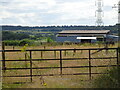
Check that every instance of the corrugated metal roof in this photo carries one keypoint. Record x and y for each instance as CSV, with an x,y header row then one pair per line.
x,y
84,31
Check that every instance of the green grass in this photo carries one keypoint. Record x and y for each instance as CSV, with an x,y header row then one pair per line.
x,y
111,80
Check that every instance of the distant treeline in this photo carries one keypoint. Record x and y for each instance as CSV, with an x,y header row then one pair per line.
x,y
60,28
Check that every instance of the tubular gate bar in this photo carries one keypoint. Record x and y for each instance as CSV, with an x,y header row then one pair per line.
x,y
60,59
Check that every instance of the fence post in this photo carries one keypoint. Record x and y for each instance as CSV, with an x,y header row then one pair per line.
x,y
65,53
117,53
55,54
31,65
3,57
60,62
26,59
74,51
41,54
89,65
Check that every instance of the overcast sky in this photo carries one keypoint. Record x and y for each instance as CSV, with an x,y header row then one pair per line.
x,y
54,12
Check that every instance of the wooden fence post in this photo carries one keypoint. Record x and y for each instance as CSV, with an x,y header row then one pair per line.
x,y
65,53
3,57
60,62
90,65
31,65
117,54
26,59
74,52
41,54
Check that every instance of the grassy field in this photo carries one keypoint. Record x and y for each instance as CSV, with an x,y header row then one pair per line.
x,y
78,81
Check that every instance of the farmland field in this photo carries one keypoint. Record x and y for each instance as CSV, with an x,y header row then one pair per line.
x,y
71,81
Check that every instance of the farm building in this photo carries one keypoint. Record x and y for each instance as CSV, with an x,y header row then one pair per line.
x,y
76,36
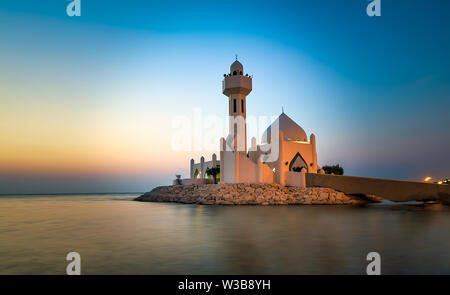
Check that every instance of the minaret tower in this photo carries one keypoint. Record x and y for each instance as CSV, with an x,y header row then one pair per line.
x,y
237,86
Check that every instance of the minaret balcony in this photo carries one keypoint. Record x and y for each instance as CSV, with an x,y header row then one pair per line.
x,y
236,85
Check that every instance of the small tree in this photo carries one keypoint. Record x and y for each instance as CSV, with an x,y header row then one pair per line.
x,y
335,169
213,172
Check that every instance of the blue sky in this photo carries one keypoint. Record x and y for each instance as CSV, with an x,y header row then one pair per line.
x,y
375,91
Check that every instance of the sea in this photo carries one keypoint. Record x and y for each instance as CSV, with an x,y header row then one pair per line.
x,y
115,235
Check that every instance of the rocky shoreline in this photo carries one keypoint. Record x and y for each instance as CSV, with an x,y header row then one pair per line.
x,y
250,194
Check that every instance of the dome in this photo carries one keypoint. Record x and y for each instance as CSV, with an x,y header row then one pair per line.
x,y
236,66
291,130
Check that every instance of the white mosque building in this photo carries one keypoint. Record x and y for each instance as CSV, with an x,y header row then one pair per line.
x,y
284,156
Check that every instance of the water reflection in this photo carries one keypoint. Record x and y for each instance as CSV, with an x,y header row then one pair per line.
x,y
125,237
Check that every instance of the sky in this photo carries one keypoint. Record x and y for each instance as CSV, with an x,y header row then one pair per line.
x,y
87,103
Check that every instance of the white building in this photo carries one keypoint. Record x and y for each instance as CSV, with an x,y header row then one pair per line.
x,y
284,152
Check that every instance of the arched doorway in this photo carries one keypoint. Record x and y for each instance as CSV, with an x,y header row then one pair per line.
x,y
297,163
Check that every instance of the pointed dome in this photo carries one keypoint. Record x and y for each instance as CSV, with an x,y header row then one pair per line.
x,y
291,130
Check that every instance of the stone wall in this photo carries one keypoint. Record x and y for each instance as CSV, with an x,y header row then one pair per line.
x,y
248,194
393,190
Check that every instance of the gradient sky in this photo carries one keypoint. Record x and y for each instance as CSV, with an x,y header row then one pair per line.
x,y
86,103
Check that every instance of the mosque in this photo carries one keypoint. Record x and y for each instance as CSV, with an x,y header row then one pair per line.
x,y
284,156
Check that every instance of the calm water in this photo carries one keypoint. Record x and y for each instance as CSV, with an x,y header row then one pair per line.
x,y
115,235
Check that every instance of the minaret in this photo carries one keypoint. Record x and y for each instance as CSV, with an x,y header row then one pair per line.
x,y
237,86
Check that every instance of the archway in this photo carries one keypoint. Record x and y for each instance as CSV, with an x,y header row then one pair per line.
x,y
297,163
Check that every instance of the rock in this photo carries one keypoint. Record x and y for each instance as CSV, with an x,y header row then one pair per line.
x,y
247,194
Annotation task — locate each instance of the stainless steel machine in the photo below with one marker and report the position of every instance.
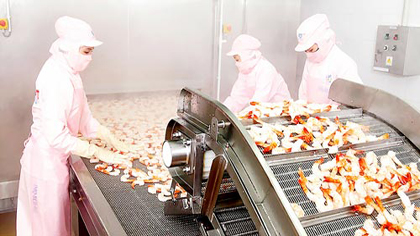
(242, 191)
(233, 188)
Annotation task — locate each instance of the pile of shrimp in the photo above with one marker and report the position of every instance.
(393, 222)
(314, 133)
(139, 121)
(347, 180)
(291, 108)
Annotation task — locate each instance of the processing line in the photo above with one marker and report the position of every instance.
(233, 188)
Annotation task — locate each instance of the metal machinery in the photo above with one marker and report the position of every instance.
(242, 191)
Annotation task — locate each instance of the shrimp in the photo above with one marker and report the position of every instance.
(315, 168)
(298, 210)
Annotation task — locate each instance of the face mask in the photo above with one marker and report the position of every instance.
(315, 57)
(325, 45)
(77, 61)
(248, 63)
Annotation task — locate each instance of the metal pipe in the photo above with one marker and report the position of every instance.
(219, 59)
(245, 18)
(9, 32)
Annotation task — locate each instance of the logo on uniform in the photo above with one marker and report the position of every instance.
(329, 78)
(300, 35)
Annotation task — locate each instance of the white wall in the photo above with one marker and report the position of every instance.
(355, 23)
(148, 45)
(274, 23)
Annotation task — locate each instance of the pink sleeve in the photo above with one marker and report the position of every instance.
(56, 99)
(237, 99)
(303, 87)
(88, 124)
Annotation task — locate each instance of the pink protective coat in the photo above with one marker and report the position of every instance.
(318, 77)
(60, 111)
(258, 80)
(325, 65)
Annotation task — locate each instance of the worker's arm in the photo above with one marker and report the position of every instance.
(237, 99)
(56, 99)
(88, 124)
(267, 85)
(303, 86)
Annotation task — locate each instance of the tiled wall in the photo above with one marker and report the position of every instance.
(355, 23)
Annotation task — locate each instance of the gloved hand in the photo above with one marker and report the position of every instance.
(106, 135)
(84, 149)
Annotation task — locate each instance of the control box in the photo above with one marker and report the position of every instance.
(397, 50)
(4, 24)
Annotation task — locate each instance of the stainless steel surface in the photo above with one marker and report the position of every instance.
(175, 153)
(255, 184)
(123, 210)
(384, 105)
(268, 184)
(397, 49)
(130, 60)
(94, 209)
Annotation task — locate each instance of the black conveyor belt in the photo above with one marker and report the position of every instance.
(139, 212)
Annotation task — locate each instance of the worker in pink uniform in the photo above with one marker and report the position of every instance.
(325, 62)
(60, 111)
(258, 80)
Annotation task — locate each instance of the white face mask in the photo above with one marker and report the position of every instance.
(249, 61)
(325, 43)
(77, 61)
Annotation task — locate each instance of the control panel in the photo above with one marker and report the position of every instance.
(397, 50)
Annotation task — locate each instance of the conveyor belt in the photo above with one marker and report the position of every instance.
(139, 212)
(236, 221)
(348, 225)
(287, 176)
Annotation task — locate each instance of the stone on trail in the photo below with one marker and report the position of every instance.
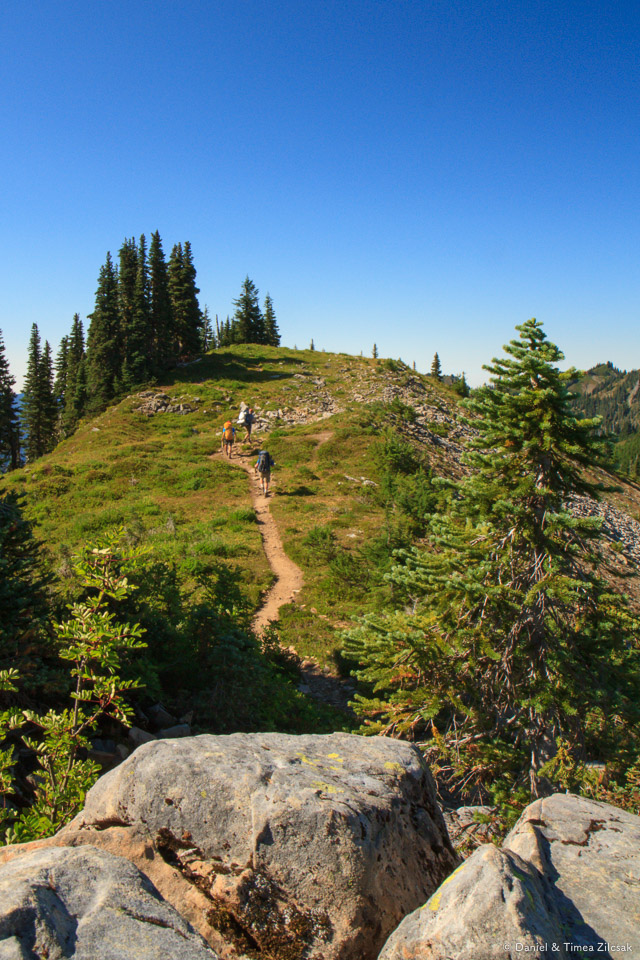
(284, 846)
(85, 903)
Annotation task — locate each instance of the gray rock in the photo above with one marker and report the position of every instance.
(566, 883)
(309, 846)
(160, 717)
(591, 852)
(85, 903)
(178, 730)
(488, 906)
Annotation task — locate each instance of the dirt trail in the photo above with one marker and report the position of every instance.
(289, 578)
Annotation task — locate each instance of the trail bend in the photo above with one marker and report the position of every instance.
(289, 578)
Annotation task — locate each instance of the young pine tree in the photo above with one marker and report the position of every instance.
(103, 341)
(515, 651)
(9, 422)
(248, 319)
(163, 340)
(271, 332)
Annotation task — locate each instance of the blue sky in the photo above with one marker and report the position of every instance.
(423, 175)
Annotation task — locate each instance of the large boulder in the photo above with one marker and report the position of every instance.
(287, 846)
(591, 853)
(483, 910)
(566, 882)
(85, 903)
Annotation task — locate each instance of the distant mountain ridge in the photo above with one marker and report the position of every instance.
(613, 394)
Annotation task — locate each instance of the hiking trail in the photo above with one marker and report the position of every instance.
(288, 575)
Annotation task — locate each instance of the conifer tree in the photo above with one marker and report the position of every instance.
(50, 407)
(271, 332)
(184, 300)
(62, 363)
(248, 320)
(163, 342)
(207, 336)
(75, 391)
(136, 366)
(516, 652)
(9, 423)
(103, 343)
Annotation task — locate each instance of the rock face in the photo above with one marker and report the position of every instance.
(566, 882)
(85, 903)
(274, 845)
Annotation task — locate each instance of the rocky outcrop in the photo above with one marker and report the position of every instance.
(566, 882)
(277, 846)
(86, 903)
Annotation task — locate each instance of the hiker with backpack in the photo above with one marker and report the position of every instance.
(228, 438)
(246, 419)
(263, 469)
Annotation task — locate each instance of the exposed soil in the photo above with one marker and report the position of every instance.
(288, 575)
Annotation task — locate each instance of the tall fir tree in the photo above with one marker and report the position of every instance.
(103, 341)
(62, 366)
(163, 342)
(136, 366)
(32, 417)
(271, 332)
(50, 406)
(75, 392)
(248, 320)
(207, 336)
(9, 422)
(517, 660)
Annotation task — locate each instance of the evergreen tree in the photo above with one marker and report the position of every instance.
(62, 363)
(248, 320)
(38, 414)
(163, 342)
(103, 342)
(9, 423)
(271, 332)
(516, 658)
(184, 300)
(50, 406)
(207, 336)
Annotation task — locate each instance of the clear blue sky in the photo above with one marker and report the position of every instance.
(424, 174)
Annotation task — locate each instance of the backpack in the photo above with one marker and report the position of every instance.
(264, 462)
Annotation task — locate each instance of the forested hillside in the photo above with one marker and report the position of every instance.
(400, 508)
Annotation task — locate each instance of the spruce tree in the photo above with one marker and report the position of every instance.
(187, 317)
(32, 415)
(163, 341)
(75, 392)
(517, 659)
(207, 336)
(9, 423)
(103, 341)
(136, 366)
(271, 332)
(49, 404)
(248, 320)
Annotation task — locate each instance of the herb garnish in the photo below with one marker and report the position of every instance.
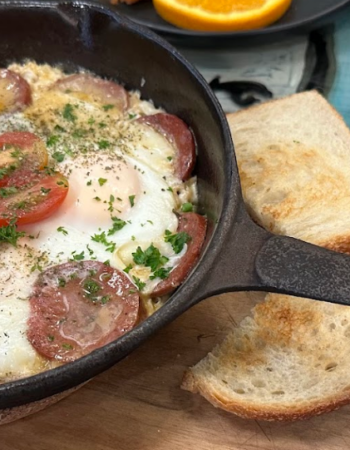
(10, 234)
(132, 200)
(151, 257)
(62, 230)
(68, 113)
(140, 284)
(177, 240)
(7, 191)
(118, 224)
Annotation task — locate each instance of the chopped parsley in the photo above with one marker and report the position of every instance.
(110, 203)
(132, 200)
(68, 113)
(161, 273)
(91, 290)
(140, 284)
(177, 240)
(151, 257)
(127, 268)
(7, 191)
(52, 140)
(101, 238)
(62, 230)
(10, 234)
(58, 156)
(118, 224)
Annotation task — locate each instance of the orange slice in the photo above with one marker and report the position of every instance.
(221, 15)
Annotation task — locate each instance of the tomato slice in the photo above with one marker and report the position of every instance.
(33, 202)
(20, 153)
(77, 307)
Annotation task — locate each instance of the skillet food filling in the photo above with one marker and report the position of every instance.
(97, 214)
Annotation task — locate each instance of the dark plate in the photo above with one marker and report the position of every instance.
(301, 15)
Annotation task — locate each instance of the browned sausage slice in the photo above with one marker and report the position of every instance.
(180, 136)
(77, 307)
(195, 226)
(15, 93)
(104, 91)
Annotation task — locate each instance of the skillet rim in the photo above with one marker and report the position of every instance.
(50, 382)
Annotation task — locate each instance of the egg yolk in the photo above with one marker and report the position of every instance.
(106, 189)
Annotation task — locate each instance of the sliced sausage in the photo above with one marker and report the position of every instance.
(106, 92)
(15, 92)
(195, 226)
(180, 136)
(78, 307)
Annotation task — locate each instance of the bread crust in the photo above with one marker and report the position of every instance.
(281, 413)
(301, 188)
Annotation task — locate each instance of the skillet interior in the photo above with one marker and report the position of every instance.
(76, 35)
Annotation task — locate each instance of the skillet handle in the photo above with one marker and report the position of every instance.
(255, 259)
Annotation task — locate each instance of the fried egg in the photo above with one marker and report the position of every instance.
(123, 192)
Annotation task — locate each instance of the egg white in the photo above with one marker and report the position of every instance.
(118, 159)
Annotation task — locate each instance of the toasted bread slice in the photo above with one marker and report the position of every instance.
(291, 360)
(294, 162)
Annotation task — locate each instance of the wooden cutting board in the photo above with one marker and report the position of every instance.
(138, 405)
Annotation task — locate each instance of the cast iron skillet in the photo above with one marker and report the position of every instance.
(238, 255)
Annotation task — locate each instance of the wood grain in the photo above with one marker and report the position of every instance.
(138, 405)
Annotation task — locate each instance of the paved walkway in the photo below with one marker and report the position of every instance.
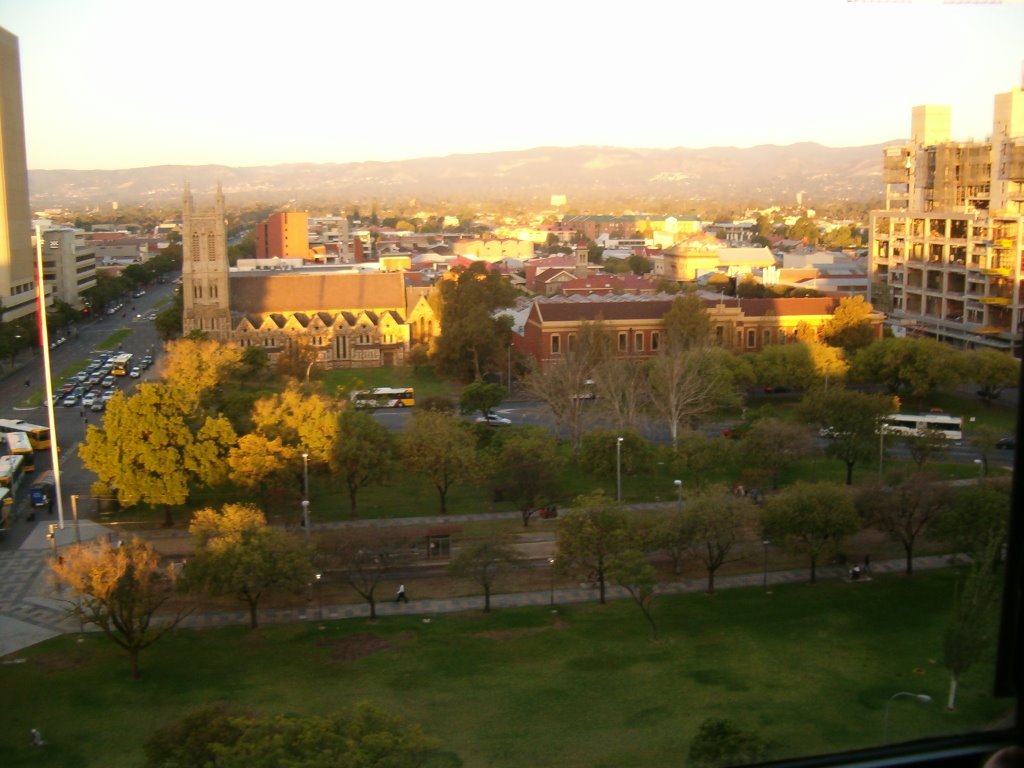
----
Required action:
Produce an exact copy of the lines from the line with "Annotation task — locate each instance of the sliced" through the last line of the data above, both ends included. No pictures belong in it.

Written answer:
Annotation task — locate each instance of the sliced sausage in the photo above with one marker and report the position of every instance.
(106, 92)
(15, 92)
(195, 226)
(180, 136)
(78, 307)
Annotation task — locate each instance of the bread crust in the photo above with one marker and report the position of every instance.
(281, 413)
(301, 188)
Annotation task — locate each instance of the skillet interior in the photo above with one marker and report the position of every instance.
(76, 35)
Annotation task — locate each instance of the skillet handle in the photo above with one marker and report the position of every instance.
(255, 259)
Annotation task — locate each instance of the fried egg in the photo above with one marker and report the position of every instance.
(123, 192)
Annotation task — locate each instance of the egg white in the photo above with one marker and report the position of every instance.
(118, 159)
Annotation task — locate each instance of the toasted bread slice in the photo above with one marker and report the position of every instance.
(291, 360)
(294, 162)
Annotation task — locate each instance of the wooden cutting board in the photo above with one marker and report the position of every instance.
(138, 405)
Annotation task — locate each instance of the cast iron skillet in the photo above with one marker and report the position of every instance.
(238, 255)
Annotation task — locate each instance of the wood grain in the photo above with one marker and report the position of every instance.
(138, 405)
Annotation task — locate each instance of the paved walkway in the photo below with one marker and report the position of every instance.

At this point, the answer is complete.